Description of the task :: Copy out each of the items below word for word.
════════
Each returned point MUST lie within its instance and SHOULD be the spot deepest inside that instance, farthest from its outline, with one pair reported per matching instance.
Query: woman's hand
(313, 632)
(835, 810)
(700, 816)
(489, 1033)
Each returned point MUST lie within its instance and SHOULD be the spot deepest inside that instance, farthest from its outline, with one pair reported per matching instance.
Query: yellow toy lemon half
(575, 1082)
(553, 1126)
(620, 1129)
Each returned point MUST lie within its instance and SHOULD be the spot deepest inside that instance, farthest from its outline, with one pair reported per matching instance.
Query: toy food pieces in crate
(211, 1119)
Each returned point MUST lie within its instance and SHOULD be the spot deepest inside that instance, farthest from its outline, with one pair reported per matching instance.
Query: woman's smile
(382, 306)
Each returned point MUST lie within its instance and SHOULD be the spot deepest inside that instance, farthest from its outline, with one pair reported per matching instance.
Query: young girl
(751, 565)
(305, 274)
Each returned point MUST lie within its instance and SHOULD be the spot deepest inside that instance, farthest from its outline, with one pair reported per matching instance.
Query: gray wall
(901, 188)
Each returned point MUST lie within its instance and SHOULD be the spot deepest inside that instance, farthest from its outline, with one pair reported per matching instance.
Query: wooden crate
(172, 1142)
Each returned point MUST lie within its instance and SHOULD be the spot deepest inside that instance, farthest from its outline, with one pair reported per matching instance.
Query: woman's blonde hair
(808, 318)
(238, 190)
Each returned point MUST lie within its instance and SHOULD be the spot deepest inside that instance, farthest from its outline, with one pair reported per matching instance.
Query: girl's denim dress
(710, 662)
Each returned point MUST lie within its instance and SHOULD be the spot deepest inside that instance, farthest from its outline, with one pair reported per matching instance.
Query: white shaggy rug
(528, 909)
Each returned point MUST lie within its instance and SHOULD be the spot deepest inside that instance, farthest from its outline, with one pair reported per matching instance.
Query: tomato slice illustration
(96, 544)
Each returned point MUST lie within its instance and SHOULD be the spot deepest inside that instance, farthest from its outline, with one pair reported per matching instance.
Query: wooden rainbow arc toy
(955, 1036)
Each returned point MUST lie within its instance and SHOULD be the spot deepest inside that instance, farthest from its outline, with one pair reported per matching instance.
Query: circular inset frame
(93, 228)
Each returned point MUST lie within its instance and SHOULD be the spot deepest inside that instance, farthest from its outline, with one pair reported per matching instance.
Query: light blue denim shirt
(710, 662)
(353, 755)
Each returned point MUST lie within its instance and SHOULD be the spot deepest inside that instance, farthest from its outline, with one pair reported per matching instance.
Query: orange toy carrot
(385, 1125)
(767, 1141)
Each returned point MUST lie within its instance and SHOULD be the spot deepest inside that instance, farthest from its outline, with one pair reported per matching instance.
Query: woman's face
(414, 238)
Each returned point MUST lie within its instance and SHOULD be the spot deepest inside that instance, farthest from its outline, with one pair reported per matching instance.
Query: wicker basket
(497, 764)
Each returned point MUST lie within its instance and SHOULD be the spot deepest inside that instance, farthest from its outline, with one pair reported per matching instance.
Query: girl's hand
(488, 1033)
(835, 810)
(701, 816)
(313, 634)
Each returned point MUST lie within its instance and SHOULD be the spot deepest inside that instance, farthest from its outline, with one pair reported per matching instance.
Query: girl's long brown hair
════════
Reply to the task ::
Each returned point MUST lie within its instance and SHOULD be the spot deepest inside that instance, farthest from its outline, with one pair reported per matching instance.
Query: woman's hand
(313, 632)
(835, 810)
(700, 816)
(489, 1033)
Each returned point MUST lie within its instance and SHOULD be the spot deepest inside that instance, farthest from its outline, with one pair reported per matching instance.
Query: yellow toy lemon half
(575, 1082)
(553, 1126)
(620, 1129)
Each returned point MUST lie within its instance and SHOULD be the spot deepest inside that instance, farthest from its outline, with one pair reported per matching instance.
Query: toy food pieces in crate
(211, 1119)
Each returned point MUST lie within its instance and SHOULD be the spot deepest inside that instance, farthest from its outline, with one pair reported per matching instance.
Query: woman's smile
(382, 306)
Each returned point MUST lie within its instance and SHOULD be the spot deepest inside that instance, farthest from its outline, with one pair reported per matching instance.
Query: young girl
(751, 565)
(305, 274)
Each returned point MUST lie within its instance and SHOULD be the spot deepest inside that instance, farthest from its outline, with one pair reported per matching instance.
Query: gray wall
(901, 188)
Each returned point MUST lie within its instance and SHOULD be the spot deepest inside that instance, farthest from its outline, with one pair reported per matching instance.
Query: wooden crate
(172, 1142)
Each returned point MUST lie within its instance and SHOULD be the spot deepest inside that instance, farthest from its outline, with one pair reported per matching instance.
Query: woman's blonde hair
(808, 318)
(238, 190)
Each returned point MUST lie within its instance and SHOULD be the spot deepest inside that instance, farthest from its outline, with one pair reported per matching instance.
Query: girl's denim dress
(710, 662)
Each returned point MUST lie within its instance and SHOULD be the spot deepest inside that instance, farthest from its outline, with one pair reported per matching instance.
Query: white shaggy rug
(528, 909)
Each returned point MUST lie within its instance and SHOULD be the spot deepest inside that instance, farthest from its outline, with one pair reported per matching instance.
Query: tomato slice illustration
(96, 544)
Each returned point MUST lie within its instance and SHOULD be the spot deepest inside that instance, farthest from its outline, with one pair reported per matching instance.
Query: wooden rainbow arc toy
(955, 1036)
Each returned point MUST lie within its instance and SHOULD be the spot deepest inside that instance, farthest from its outline, with one pair reported per matching instance.
Query: circular inset frame
(93, 228)
Each returned point MUST lie within its instance and SHOULD be the spot deepest inside that instance, farthest from its outline, with one pair reported per matching instance.
Query: light blue denim shirt
(710, 662)
(353, 755)
Each returned point MUST lie within its instance and SHOULD be the spot deepest inside that instance, farthest from its outline, with one pair reported per matching instance.
Query: orange toy carrot
(385, 1125)
(767, 1141)
Each returned point MUST lie within its instance and SHOULD be the spot deepest inside that instance, farthest from its outline, with one pair reported per matching instance.
Query: woman's face
(414, 238)
Each returned point MUST lie within its instance and SHOULD be the spot deepest inside that instance, farthest from its outline, with one pair reported per matching instance.
Query: wicker basket
(497, 764)
Each returned point MUST lie within its instance and SHOULD be the spot deepest inside that instance, farthest from its outline, with one pair reported per matching instance.
Query: girl's hand
(488, 1033)
(835, 810)
(701, 816)
(313, 634)
Each returned point MUST lie within its instance and SHOULD be the spot deepest inside that instance, farthest from its outline, with one pair reported per matching instance.
Query: girl's long brown hair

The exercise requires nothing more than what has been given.